:: SUPPLIED ENTRIES ::
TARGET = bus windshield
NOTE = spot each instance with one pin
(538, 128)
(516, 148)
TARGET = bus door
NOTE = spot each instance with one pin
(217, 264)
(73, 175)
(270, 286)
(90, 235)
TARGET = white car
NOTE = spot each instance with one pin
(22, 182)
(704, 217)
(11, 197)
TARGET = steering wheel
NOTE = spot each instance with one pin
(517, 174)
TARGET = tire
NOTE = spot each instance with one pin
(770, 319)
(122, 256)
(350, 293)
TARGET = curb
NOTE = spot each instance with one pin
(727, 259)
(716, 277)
:::
:: SUPPLIED ENTRIES ::
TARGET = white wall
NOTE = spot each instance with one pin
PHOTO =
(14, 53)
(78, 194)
:::
● YOUR TASK: Working through the records, find each line containing the word "TARGET" and copy it.

● ANSWER SPACE:
TARGET = bus windshield
TARGET = bus door
TARGET = white car
TARGET = steering wheel
TARGET = tire
TARGET = curb
TARGET = white wall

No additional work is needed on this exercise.